What this task involves: Report all lines below with the word "trail".

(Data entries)
--*--

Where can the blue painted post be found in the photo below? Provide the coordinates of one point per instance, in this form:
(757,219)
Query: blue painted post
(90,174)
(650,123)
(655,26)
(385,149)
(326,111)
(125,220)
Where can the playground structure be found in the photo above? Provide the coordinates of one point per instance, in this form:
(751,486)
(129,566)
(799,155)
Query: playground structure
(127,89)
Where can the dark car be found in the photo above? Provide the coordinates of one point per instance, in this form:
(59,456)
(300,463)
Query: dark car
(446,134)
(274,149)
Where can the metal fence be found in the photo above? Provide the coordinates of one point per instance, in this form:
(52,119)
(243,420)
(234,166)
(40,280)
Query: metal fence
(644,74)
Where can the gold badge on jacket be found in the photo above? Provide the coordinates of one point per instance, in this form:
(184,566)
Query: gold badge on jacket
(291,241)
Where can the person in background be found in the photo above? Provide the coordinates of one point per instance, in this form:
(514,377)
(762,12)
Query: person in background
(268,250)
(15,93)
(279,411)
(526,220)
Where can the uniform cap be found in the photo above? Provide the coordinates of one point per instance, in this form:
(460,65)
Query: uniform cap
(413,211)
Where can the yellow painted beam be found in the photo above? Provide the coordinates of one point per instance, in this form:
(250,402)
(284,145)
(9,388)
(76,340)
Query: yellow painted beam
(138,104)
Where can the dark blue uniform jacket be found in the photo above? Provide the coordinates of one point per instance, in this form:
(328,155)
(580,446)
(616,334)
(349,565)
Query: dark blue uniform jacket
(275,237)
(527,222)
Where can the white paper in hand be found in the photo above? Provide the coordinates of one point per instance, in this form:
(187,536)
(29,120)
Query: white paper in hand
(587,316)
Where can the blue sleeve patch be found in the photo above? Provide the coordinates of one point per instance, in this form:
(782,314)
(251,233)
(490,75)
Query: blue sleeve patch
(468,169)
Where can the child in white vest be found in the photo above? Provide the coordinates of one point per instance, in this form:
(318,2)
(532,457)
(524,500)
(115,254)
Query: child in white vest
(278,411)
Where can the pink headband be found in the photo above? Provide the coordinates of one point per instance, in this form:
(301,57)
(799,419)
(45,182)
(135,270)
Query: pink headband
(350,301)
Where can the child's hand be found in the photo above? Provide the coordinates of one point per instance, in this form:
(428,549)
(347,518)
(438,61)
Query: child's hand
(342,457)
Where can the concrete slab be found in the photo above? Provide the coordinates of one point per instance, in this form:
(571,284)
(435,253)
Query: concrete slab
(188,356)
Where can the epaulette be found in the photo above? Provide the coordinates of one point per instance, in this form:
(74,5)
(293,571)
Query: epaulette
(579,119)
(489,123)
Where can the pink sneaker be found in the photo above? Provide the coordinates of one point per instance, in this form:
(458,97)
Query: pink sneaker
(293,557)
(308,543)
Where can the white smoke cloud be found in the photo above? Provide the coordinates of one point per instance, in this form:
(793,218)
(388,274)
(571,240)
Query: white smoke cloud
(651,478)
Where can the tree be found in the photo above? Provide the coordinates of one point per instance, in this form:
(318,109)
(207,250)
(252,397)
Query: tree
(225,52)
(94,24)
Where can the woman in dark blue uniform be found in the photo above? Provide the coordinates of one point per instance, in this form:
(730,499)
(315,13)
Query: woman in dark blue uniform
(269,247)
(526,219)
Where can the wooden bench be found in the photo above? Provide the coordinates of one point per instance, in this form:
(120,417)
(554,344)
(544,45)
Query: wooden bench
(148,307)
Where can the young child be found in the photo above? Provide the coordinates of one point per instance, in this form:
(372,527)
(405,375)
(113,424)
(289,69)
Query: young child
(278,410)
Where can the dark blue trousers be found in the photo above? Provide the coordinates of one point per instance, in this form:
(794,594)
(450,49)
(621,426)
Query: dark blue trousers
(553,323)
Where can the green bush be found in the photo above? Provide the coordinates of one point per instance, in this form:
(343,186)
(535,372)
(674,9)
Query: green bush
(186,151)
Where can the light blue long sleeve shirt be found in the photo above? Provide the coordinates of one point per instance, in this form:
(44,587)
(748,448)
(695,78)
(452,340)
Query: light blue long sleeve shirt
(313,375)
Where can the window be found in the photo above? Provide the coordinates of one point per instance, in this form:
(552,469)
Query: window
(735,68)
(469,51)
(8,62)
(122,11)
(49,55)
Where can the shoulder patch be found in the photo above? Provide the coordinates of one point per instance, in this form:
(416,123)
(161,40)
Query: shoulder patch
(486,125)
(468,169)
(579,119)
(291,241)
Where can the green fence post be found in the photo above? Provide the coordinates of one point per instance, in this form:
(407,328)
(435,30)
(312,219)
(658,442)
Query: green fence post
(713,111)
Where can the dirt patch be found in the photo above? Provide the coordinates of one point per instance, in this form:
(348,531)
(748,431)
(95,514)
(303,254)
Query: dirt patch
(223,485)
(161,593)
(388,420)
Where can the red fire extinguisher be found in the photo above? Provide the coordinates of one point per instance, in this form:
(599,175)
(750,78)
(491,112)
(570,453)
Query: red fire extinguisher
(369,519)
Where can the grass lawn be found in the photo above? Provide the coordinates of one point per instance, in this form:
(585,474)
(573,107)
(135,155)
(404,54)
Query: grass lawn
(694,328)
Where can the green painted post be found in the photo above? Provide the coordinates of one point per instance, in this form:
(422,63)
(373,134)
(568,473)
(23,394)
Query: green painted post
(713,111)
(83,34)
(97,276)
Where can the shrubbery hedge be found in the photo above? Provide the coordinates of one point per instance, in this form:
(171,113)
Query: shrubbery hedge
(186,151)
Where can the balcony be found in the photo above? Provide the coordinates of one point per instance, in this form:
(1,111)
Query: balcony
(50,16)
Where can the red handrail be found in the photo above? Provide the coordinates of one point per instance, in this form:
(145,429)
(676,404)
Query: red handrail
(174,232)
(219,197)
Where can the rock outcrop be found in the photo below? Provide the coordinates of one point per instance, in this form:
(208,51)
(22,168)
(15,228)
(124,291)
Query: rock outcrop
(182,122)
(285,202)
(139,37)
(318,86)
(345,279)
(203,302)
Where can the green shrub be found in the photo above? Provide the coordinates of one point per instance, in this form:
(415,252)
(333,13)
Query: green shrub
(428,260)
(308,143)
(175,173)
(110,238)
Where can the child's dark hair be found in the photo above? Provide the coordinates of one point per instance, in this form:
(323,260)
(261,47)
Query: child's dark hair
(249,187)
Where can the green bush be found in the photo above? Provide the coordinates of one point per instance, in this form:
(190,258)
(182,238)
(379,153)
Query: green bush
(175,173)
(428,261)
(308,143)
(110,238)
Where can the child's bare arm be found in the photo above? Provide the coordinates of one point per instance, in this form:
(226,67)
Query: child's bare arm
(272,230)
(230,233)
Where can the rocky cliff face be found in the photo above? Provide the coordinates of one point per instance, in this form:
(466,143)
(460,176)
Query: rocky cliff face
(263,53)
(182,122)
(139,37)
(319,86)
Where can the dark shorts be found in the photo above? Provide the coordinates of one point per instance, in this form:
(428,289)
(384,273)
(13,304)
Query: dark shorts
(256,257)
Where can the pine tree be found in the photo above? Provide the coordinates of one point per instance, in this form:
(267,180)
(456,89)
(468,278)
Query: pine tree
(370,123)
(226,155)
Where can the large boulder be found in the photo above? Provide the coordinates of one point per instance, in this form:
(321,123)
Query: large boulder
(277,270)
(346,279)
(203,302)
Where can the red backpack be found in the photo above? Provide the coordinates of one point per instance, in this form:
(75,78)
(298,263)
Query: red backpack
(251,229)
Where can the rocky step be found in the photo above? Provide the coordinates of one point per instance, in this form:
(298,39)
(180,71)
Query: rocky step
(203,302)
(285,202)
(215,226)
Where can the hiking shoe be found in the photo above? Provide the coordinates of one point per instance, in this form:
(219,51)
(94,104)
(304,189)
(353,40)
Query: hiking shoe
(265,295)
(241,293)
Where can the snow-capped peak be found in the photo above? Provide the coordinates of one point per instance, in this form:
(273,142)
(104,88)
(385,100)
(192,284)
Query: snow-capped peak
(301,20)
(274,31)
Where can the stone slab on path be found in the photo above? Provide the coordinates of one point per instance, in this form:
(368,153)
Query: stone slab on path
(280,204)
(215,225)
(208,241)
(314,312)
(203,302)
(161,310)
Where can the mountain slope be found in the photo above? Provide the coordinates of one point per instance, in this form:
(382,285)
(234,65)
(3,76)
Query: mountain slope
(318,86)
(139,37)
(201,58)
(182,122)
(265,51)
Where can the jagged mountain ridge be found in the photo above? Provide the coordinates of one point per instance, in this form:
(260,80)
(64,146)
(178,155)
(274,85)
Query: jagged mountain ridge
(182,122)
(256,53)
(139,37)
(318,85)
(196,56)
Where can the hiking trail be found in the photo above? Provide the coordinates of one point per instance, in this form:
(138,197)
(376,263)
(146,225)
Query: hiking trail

--*--

Answer section:
Where can the hiking trail be found in the photo above? Provide the coordinates of one point per instance, in this form:
Query: hiking trail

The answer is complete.